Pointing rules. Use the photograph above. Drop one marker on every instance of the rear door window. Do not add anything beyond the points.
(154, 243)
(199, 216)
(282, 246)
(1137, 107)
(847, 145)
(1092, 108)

·····

*AIM OF THE EXERCISE*.
Please convert the entries above into a two-column CSV with the headers instruction and result. Give one row per entry, holding its text and its answer, with each value in a single quoted field and any line breaks replaced by spaces.

*SOLUTION FOR THIS PROBLEM*.
instruction,result
"Pointing rules. Use the photograph above. Drop one marker on every instance of the rear door window. Do not add anything beyond the points.","(154, 243) (199, 216) (282, 246) (1137, 107) (847, 145) (1092, 108)"